EXERCISE TASK:
Exactly reproduce each entry, leaving out nothing.

RECORDS SUPPLIED:
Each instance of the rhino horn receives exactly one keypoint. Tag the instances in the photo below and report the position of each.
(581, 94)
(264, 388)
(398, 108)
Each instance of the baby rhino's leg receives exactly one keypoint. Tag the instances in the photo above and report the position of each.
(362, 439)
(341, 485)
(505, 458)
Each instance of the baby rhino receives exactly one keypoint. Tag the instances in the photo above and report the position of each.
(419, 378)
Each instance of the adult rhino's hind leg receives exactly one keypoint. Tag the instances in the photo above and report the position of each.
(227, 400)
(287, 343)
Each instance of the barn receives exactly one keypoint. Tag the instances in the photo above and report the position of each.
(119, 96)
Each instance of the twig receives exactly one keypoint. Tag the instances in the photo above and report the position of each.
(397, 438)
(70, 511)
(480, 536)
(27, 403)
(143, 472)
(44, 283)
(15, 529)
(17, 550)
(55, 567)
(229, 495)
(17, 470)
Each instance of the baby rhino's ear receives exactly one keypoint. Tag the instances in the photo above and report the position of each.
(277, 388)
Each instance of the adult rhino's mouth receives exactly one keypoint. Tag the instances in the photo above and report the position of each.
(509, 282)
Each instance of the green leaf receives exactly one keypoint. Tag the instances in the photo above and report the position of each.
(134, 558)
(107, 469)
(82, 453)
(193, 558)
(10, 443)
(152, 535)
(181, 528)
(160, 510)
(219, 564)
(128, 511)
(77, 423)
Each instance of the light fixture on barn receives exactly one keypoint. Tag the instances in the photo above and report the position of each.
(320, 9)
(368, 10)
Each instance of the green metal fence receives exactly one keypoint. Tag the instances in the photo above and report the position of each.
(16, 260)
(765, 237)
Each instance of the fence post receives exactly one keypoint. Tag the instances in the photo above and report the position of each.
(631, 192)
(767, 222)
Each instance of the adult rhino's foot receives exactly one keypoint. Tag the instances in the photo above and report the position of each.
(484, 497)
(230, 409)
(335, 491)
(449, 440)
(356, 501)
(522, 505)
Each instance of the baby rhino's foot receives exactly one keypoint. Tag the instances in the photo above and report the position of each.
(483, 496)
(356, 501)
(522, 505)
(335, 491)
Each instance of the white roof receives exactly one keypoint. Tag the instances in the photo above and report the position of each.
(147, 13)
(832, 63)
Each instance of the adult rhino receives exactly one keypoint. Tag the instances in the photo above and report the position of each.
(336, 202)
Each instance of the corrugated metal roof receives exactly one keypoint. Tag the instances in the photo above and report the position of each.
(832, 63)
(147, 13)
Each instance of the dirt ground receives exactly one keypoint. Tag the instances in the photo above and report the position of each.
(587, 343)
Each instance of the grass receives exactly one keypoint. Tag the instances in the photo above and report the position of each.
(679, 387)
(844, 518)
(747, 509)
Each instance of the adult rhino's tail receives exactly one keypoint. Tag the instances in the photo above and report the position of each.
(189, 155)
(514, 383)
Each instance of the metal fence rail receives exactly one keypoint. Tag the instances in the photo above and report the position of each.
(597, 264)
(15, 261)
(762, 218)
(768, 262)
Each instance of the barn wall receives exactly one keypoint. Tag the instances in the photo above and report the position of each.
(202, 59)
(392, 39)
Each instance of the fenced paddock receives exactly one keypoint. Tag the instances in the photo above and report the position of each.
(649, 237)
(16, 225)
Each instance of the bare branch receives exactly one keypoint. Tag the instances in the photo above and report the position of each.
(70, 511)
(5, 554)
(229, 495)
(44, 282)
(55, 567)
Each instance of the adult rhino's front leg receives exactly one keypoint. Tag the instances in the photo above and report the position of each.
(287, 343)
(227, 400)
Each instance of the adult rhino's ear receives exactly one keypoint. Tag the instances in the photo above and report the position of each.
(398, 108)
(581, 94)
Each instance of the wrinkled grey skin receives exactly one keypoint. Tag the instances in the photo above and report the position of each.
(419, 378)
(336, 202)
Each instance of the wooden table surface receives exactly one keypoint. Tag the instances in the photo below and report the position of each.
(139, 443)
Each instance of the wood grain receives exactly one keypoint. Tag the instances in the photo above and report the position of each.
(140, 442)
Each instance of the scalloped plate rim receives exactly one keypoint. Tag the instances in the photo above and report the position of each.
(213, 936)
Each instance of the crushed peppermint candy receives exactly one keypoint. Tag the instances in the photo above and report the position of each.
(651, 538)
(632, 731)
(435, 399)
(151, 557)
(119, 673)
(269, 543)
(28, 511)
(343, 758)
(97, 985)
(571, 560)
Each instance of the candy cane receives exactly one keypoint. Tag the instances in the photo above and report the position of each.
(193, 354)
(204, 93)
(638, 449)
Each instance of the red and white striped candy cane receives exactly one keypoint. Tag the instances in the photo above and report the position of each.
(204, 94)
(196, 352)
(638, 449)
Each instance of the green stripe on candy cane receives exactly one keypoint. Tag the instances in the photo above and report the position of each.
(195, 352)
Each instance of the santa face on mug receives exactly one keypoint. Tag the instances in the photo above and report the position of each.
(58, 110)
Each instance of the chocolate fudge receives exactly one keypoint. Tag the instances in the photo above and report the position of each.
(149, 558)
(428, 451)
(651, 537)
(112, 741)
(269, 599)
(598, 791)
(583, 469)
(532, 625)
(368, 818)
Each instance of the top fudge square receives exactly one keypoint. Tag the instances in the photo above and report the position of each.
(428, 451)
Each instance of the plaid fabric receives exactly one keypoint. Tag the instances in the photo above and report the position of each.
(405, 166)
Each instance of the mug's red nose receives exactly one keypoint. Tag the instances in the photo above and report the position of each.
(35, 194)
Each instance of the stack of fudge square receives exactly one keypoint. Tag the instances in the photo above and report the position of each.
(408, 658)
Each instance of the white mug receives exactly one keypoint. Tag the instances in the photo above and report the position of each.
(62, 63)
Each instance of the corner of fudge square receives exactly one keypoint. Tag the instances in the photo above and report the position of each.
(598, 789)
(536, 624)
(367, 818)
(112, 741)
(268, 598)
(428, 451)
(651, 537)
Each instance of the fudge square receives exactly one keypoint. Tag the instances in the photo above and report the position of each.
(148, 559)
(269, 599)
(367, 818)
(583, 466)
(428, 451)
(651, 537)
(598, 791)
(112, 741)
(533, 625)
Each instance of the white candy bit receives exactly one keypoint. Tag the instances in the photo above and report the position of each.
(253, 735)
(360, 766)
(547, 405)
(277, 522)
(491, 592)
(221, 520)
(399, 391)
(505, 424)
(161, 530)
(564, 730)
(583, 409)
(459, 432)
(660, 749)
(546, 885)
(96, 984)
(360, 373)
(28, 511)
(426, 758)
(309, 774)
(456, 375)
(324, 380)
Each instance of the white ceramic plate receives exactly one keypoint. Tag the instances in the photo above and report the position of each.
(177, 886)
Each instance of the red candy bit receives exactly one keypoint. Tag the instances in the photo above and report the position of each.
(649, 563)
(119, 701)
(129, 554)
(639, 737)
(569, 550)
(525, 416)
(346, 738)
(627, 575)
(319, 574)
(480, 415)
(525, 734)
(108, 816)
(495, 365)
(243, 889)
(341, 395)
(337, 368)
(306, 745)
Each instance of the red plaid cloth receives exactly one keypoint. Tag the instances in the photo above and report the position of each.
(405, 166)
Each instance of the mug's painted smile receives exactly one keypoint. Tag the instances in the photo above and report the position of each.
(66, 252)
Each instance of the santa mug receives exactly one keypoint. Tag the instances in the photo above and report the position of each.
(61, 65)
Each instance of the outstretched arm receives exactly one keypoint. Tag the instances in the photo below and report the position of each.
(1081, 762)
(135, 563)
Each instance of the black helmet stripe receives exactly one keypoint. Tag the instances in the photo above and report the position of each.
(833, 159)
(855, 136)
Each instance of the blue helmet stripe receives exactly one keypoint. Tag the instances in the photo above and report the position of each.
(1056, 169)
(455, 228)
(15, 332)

OUTPUT OF THE TASK:
Each instance of the rhino horn receives exactly one keypoint. Tag the instances in the photo below and report the position of each.
(581, 94)
(264, 388)
(398, 108)
Each instance of the baby rhino's leg receives exactly one keypoint. Tag the instances in the photo above and report the position of each.
(362, 439)
(341, 485)
(505, 458)
Each instance of the baby rhino receives exactly one keypoint. Tag the instances in the photo above and report the position of each.
(419, 378)
Each instance of the adult rhino's hind leg receives exactly one keypoint. Tag the instances in the photo above and report the position of each.
(227, 400)
(287, 343)
Each instance of the barn receives exactly one keypoint. Tag the instances in the photo above and report the position of each.
(119, 96)
Each instance of the twig receives exactly one keypoint. Tag the instances in the photo above and report the position of each.
(397, 438)
(70, 511)
(480, 536)
(27, 403)
(143, 472)
(44, 283)
(15, 529)
(17, 550)
(55, 567)
(229, 495)
(17, 470)
Each instance of the baby rhino's ear receives exactly one keypoint. Tag the instances in the photo above and report the position of each.
(277, 388)
Each instance of the adult rhino's mouth receives exactly one keypoint. Tag the instances in the photo above and report the position of each.
(509, 282)
Each instance of the green leaf receives exactly one keypoint. Tag the instances in the photo above and report the position of each.
(134, 558)
(107, 469)
(82, 453)
(193, 558)
(10, 443)
(152, 535)
(181, 528)
(160, 510)
(219, 564)
(128, 511)
(77, 423)
Each instance of the light fixture on barn receives exactly one keypoint. Tag the instances in the photo above and report the position of each.
(320, 9)
(368, 10)
Each instance of the green metal fence receives exactly one keypoint. Tag the instances in the photo above and report the position of each.
(16, 260)
(765, 237)
Each instance of the fence post receives exactly one keypoint. Tag the instances in the photo above and report the position of each.
(631, 192)
(767, 222)
Each instance of the adult rhino's foot receives exactly one keypoint. Tag the instances in the photo above and report the position of each.
(484, 497)
(230, 409)
(335, 491)
(449, 440)
(356, 501)
(522, 505)
Each instance of the baby rhino's foot receives exactly one keypoint. Tag the instances in the photo above and report the position of each.
(483, 496)
(356, 501)
(522, 505)
(335, 491)
Each instance of the white roof receives exactly one keypoint. Tag the instances in the photo above and report the position of each.
(147, 13)
(832, 63)
Each instance of the adult rhino receives exactly one keypoint. Tag the instances in the photo above and report the position of each.
(336, 202)
Each instance of the corrugated metal roof receives exactly one keypoint. Tag the instances in the photo above and report the position of each.
(832, 63)
(147, 13)
Each instance of the dirt ground receives exactly one keypoint. Tag the instances in the photo above and report the position of each.
(587, 343)
Each instance of the grass receives exactly one keypoint. Tag the instances in the photo above and report the position of each.
(679, 387)
(844, 518)
(747, 509)
Each instance of the adult rhino's tail receives exactly one keypoint. Tag the instances in the photo above and report the position of each.
(189, 155)
(514, 383)
Each instance of the metal fence rail receives exactly one keypoint. Tag the instances in the photo above and report the position of each.
(597, 264)
(15, 261)
(762, 218)
(768, 262)
Each instance of the barn wall receives exactly one keypoint. Tag the instances in the photo above and report the position of each.
(202, 59)
(392, 39)
Each instance of the fenced paddock receives exactly one keypoint. Tag the instances in the photo above and report the position of each.
(649, 237)
(16, 225)
Each instance of the bare branch receives exactly one keypoint. Tag the instances in the photo above and report the position of each.
(70, 511)
(5, 554)
(229, 495)
(44, 282)
(55, 567)
Each instance of the adult rhino's front leg receives exactly one keypoint. Tag the instances in the photo above and report the position of each.
(287, 343)
(227, 400)
Each instance of the adult rhino's ear receives exactly one keypoint. Tag the instances in the photo above and report the position of each.
(398, 108)
(581, 94)
Each instance of the wrinkled grey skin receives exactly one keypoint. Tag the instances in the photo above and report the position of each.
(419, 378)
(336, 202)
Each instance of the wooden table surface receives exactly one keypoint. Tag the instances in the photo below and report the position of each.
(139, 443)
Each instance of the wood grain receives exactly one keypoint. Tag the instances in the photo above and report the position of each.
(140, 442)
Each instance of the scalloped plate rim receives exactly one keypoint. Tag the instances in the photo above and report the position of each.
(213, 936)
Each instance of the crushed peppermint candy receives exactly one keypoint. Tag the instances in the photo above and report the position of each.
(651, 538)
(632, 731)
(435, 399)
(151, 557)
(119, 673)
(269, 543)
(28, 511)
(343, 758)
(97, 985)
(571, 560)
Each instance of the candy cane receives exactly one keypoint. Tag the instances in the photo above and report the position of each.
(193, 354)
(204, 93)
(638, 449)
Each instance of the red and white striped candy cane receives exactly one keypoint. Tag the instances in the photo above and report the position of each.
(204, 94)
(196, 352)
(638, 449)
Each instance of the green stripe on candy cane receives exactly one keypoint. Tag the instances in the photo above and report the position of each.
(195, 352)
Each instance of the santa face on mug receives exactly one keypoint. Tag the instances in the photo above and report the position of each.
(58, 110)
Each instance of the chocolate fudge receives exactly one keypoint. Tag the instances in the photo above and report the position of each.
(149, 558)
(428, 451)
(651, 537)
(112, 741)
(269, 599)
(598, 791)
(583, 469)
(532, 625)
(368, 818)
Each instance of the top fudge square receives exactly one keypoint. Tag the instances in the photo above and report the position of each.
(428, 451)
Each instance of the plaid fabric receives exactly one keypoint. Tag the instances in the photo above and report the position of each.
(405, 166)
Each instance of the mug's red nose receives exactly one keypoint. Tag the instances in the photo above and report the position of each.
(35, 194)
Each instance of the stack of fudge square receives exactly one keypoint. Tag the instances in the photo above and report the position of each.
(408, 658)
Each instance of the white mug receives exactly one keypoint. Tag the instances in the photo above and report the position of each.
(62, 63)
Each instance of the corner of fudge square receives exactly one keypoint. Tag the instances in the photo above and report the position of each.
(598, 789)
(536, 624)
(367, 818)
(112, 741)
(268, 598)
(428, 451)
(651, 537)
Each instance of the fudge square receives exactly one keypoint. Tag the instances in the photo above and report the position of each.
(148, 559)
(269, 599)
(367, 818)
(583, 466)
(428, 451)
(651, 537)
(598, 791)
(112, 741)
(533, 625)
Each instance of the white candy bit receives exactly one keypoint. Tag the instances in the photo above and report the position of each.
(253, 735)
(360, 766)
(547, 405)
(277, 522)
(491, 592)
(221, 520)
(399, 391)
(505, 424)
(161, 530)
(564, 730)
(583, 409)
(459, 432)
(660, 749)
(546, 885)
(96, 984)
(360, 373)
(28, 511)
(426, 758)
(309, 774)
(456, 375)
(324, 380)
Each instance of the white ceramic plate receives exactly one keypoint. Tag the instances in the photo above and report the position of each.
(177, 886)
Each instance of the red candy bit receives exactly one keypoint. Tag the instances in the photo above and report the position of each.
(649, 563)
(119, 701)
(129, 554)
(639, 737)
(569, 550)
(525, 416)
(346, 738)
(627, 575)
(319, 574)
(480, 415)
(525, 734)
(108, 816)
(495, 365)
(243, 889)
(341, 395)
(337, 368)
(306, 745)
Each instance of the red plaid cloth receives exactly one keypoint. Tag the instances in the photo above and report the position of each.
(405, 166)
Each instance of the mug's painted smile receives exactly one keypoint. Tag the instances in the photo above and report the position of each.
(66, 252)
Each instance of the santa mug receives exactly one keypoint. Tag the instances in the photo above and report the position of each.
(61, 65)
Each instance of the outstretched arm receives exactly one keypoint. Tag the instances in the photo below and report the position of each.
(1081, 762)
(135, 563)
Each instance of the black helmet stripe receives exactly one keypoint. Tag the instances in the photo above and report the position of each.
(833, 159)
(855, 136)
Each instance of the blue helmet stripe receives exactly one keypoint. Tag the instances in the photo above and report the position of each.
(1056, 169)
(455, 228)
(15, 332)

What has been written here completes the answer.